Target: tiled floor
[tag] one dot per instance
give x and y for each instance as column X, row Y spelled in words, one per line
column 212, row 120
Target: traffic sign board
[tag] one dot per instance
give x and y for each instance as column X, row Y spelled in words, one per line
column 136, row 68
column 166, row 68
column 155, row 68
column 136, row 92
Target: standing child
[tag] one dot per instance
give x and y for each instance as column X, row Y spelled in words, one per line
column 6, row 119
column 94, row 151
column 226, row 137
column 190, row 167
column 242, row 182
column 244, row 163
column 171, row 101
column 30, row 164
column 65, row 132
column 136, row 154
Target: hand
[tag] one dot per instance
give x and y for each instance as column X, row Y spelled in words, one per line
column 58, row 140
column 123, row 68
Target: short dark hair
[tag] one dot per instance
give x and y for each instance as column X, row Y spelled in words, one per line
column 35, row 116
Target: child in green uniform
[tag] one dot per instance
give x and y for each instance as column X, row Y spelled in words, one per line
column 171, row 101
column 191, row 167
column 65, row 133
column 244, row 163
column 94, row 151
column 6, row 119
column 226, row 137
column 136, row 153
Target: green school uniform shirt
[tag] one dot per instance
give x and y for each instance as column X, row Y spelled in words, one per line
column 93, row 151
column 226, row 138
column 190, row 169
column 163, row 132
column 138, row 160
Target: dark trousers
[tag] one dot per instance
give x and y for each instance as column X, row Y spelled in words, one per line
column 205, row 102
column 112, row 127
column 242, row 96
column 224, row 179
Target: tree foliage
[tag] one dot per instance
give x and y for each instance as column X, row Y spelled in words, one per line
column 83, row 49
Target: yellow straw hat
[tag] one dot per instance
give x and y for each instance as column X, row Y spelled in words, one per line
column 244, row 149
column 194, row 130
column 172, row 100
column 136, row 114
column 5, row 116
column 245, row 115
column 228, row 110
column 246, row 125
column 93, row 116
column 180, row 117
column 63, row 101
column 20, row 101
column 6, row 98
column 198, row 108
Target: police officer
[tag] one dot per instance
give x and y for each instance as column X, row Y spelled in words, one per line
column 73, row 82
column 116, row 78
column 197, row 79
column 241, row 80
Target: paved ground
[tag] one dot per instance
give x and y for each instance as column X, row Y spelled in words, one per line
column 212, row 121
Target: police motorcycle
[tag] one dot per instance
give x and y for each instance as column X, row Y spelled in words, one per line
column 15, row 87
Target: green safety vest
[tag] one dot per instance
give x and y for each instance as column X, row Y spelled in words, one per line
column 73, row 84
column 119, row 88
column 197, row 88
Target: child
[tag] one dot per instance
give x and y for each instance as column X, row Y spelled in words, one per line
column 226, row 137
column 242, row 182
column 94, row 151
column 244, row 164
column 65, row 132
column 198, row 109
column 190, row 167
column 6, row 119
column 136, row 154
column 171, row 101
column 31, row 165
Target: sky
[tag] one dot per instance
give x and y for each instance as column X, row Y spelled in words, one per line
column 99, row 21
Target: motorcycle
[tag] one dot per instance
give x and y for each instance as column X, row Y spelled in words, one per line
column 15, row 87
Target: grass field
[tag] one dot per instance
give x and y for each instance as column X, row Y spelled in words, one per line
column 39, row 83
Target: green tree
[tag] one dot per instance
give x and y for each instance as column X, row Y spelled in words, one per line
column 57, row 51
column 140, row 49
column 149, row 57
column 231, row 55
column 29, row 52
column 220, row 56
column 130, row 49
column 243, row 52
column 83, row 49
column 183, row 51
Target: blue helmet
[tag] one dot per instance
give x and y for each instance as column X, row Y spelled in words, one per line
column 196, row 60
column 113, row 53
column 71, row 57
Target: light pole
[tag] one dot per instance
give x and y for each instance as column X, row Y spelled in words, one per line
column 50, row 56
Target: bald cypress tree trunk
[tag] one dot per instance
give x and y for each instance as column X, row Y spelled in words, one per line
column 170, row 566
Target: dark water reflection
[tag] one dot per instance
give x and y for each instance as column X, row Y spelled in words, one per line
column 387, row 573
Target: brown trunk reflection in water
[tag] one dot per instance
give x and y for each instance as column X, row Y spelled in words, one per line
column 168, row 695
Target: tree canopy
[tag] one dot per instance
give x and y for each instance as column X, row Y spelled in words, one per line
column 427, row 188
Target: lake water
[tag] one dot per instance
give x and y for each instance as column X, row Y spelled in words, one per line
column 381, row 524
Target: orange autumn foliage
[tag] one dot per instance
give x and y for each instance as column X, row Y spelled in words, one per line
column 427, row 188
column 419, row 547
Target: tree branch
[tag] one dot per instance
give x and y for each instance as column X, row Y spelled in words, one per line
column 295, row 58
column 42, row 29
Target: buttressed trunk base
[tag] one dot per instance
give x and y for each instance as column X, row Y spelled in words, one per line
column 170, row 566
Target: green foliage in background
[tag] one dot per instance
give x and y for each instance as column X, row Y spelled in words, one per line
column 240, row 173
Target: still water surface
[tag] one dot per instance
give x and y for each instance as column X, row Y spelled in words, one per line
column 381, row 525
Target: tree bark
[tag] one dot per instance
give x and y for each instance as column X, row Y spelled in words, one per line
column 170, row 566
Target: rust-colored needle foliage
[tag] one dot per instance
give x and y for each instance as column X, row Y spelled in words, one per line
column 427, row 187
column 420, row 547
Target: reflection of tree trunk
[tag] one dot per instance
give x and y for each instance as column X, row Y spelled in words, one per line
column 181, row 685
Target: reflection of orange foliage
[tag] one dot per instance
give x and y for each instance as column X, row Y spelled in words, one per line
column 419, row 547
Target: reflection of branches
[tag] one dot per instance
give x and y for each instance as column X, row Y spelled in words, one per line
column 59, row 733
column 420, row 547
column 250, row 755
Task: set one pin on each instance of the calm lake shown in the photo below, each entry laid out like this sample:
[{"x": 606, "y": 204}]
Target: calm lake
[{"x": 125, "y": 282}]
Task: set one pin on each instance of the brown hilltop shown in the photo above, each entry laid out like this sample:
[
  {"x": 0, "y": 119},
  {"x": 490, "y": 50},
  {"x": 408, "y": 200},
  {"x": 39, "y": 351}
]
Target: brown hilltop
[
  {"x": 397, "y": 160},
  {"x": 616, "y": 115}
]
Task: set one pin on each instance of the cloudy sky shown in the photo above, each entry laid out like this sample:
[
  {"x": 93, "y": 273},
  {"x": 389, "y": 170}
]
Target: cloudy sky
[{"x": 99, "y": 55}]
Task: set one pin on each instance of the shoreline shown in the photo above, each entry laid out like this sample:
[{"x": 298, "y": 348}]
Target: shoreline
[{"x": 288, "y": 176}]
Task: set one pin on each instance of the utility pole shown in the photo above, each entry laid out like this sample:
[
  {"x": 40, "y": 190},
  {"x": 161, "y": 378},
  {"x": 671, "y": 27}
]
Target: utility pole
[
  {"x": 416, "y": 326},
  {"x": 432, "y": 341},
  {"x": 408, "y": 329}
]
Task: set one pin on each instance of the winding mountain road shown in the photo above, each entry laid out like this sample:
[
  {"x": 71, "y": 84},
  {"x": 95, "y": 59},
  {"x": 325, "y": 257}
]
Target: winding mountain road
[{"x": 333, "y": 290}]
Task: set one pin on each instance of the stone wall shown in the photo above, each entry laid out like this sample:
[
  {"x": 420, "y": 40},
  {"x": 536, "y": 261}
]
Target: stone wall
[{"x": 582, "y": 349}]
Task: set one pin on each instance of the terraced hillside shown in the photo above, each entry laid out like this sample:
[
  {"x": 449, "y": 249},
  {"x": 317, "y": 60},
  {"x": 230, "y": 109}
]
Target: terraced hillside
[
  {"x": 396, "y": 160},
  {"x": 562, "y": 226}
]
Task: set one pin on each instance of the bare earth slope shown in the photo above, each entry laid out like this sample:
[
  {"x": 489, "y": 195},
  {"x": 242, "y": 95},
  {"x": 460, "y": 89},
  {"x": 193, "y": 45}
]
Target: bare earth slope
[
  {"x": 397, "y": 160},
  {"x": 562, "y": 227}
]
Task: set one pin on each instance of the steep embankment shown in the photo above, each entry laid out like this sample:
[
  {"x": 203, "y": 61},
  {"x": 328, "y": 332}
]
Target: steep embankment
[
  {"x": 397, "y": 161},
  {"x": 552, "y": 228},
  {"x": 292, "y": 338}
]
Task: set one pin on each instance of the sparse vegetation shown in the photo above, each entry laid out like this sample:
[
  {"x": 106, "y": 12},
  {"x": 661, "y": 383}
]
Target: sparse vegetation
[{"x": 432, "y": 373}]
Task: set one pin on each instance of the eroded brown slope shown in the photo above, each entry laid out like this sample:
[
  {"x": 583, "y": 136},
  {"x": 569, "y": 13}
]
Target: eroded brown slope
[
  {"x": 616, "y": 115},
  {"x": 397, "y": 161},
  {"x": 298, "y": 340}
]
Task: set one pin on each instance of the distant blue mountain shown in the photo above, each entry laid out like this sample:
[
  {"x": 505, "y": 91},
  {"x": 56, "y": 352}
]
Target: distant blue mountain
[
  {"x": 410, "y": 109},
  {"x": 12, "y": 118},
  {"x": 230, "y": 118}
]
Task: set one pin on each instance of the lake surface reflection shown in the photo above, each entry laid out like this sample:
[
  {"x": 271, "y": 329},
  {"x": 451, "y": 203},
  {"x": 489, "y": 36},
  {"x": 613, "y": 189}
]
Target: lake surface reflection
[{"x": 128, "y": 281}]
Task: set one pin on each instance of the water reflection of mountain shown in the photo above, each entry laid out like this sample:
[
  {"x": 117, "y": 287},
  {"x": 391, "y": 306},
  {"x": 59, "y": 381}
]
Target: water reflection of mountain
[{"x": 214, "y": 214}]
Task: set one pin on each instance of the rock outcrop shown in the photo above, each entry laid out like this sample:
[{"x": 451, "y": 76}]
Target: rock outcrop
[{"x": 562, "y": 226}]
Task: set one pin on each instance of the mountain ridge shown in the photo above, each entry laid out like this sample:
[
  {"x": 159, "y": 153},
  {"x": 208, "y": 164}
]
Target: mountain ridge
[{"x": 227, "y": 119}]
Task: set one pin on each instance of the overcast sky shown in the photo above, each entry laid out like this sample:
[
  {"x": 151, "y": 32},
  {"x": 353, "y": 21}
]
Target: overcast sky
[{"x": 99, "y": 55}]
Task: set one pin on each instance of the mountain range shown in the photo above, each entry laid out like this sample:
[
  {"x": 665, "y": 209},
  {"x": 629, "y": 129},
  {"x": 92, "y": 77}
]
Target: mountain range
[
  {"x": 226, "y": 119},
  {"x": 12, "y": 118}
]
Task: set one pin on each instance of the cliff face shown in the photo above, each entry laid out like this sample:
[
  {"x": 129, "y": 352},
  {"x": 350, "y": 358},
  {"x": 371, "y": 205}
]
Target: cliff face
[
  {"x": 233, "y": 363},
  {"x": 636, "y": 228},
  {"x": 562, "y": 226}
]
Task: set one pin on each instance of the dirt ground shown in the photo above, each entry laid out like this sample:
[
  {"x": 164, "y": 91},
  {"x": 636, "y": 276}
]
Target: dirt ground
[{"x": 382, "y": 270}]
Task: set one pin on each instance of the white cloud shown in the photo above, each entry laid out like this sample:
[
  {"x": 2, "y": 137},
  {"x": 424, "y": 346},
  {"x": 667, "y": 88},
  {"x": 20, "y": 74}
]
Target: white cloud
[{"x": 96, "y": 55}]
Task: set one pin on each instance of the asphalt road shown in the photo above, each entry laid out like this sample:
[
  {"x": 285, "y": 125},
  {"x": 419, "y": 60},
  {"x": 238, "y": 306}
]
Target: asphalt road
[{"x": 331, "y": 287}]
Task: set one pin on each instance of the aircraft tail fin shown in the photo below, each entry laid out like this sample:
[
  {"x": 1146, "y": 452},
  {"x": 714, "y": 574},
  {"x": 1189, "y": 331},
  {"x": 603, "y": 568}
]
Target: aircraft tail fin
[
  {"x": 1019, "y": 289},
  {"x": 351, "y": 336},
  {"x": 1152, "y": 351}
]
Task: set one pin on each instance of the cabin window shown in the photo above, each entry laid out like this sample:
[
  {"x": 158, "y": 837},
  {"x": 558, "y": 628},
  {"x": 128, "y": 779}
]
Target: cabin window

• • • •

The problem
Going through the entries, return every line holding the word "window".

Exercise solution
Task: set one pin on each instance of the cabin window shown in the photo above, each entry laid out like this sample:
Target: cabin window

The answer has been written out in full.